Page extract:
start
Question

A singly ionized helium atom in an excited state $(n=4)$ emits a photon of energy $2.6eV$. Given that the ground state energy of hydrogen atom is $-13.6eV$, the energy $\left(E_f\right)$ and quantum number $\left(n\right)$ of the resulting state are respectively,

• A. $E_f=-13.6eV$, $n=1$
• B. $E_f=-6.0eV$, $n=3$
• C. $E_f=-6.0eV$, $n=2$
• D. $E_f=-13.6eV$, $n=2$

Answer 1

Answer: (B)

$E_f=-6.0eV$, $n=3$

From the Bohr's theory of single electron species, we have the Energy of the state (quantum number = n) and atomic number = Z as

$E=-13.6\frac{Z^2}{n^2}$

Thus, Energy of $4^{th}$ state in Helium ion is $E_4^{H{e}^{+}}=-13.6\times \frac{2^2}{4^2}=-3.4eV$

Energy of the emitted photon is $E_p=2.6eV$

Energy after emitting the photon is $E_f=E_4^{H{e}^{+}}-E_p=-3.4-2.6=-6eV$

The quantum number is given by $n=(\frac{-13.6\times Z^2}{E_n}{)}^{\frac{1}{2}}=\sqrt{\frac{-13.6\times 4}{-6}}=\sqrt{9}=3$
end
Provided data:
start
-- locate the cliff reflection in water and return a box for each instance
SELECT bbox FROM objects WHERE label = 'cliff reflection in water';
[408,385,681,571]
end
Short task: In the helium ion problem, translate this sentence into Spanish: "A singly ionized helium atom in an excited state $(n=4)$ emits a photon of energy $2.6eV$."

Completed exercise: Un átomo de helio ionizado una sola vez, en un estado excitado $(n=4)$, emite un fotón de energía $2.6eV$.